REQUIRED WORK:
Take the line that contains "Could you mark every instance of the vertical" as the first line and the last line of the material below as the final one; reproduce exactly the lines between, inclusive.

(Location annotation dataset excerpts)

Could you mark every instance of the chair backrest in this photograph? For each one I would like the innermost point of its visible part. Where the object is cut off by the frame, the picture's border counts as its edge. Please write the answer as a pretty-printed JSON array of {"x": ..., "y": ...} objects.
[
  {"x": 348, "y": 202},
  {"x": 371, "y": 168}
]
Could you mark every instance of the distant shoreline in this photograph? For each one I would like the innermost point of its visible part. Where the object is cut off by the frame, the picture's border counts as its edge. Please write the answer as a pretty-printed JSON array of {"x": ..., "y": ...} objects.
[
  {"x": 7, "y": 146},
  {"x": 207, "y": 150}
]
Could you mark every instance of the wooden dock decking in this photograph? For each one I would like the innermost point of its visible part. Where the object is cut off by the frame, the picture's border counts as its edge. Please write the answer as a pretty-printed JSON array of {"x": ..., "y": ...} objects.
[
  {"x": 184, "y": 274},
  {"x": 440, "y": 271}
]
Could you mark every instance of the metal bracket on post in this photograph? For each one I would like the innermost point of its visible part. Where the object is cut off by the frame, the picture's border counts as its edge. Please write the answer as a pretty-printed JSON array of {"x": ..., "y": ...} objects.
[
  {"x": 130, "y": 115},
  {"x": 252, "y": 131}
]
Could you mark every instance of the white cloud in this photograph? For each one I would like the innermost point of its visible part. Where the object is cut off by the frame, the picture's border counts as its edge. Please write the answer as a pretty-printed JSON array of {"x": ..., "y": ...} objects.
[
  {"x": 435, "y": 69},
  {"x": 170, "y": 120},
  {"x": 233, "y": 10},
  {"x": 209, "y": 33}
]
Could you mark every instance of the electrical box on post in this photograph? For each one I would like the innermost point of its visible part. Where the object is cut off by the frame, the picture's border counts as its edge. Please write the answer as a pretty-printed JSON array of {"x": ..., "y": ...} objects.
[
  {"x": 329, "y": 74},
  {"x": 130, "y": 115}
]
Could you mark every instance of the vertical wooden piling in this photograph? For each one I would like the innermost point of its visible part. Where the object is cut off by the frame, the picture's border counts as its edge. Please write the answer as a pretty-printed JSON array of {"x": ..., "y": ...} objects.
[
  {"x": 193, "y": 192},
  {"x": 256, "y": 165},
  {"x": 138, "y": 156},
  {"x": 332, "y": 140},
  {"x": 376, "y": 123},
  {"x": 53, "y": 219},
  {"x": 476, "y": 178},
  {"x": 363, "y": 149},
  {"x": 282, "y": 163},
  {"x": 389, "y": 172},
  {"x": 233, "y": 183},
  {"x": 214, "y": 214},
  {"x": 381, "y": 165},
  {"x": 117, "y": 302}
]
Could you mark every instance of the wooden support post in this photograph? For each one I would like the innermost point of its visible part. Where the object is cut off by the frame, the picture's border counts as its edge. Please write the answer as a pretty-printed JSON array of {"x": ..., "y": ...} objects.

ANSWER FOR THE TASK:
Could you mark every instance of the vertical wooden piling in this photograph? For each one I would like the innermost point of its visible part. Where the object is cut off by the frame, the picture's border counts as its edge. Please write the answer as a pretty-printed JSON array of {"x": ..., "y": ...} objects.
[
  {"x": 193, "y": 192},
  {"x": 256, "y": 165},
  {"x": 138, "y": 156},
  {"x": 332, "y": 140},
  {"x": 376, "y": 123},
  {"x": 53, "y": 219},
  {"x": 476, "y": 178},
  {"x": 363, "y": 149},
  {"x": 282, "y": 163},
  {"x": 389, "y": 172},
  {"x": 233, "y": 183},
  {"x": 214, "y": 214},
  {"x": 381, "y": 165},
  {"x": 117, "y": 302}
]
Could you mark every instance of the wooden support post in this photograph? For each one I would like the innermost point of its visible part. Where the object is cut off by the frame, the picture's border counts as its edge. Please write the answer as a pretty-printed JSON array of {"x": ..., "y": ...} objects.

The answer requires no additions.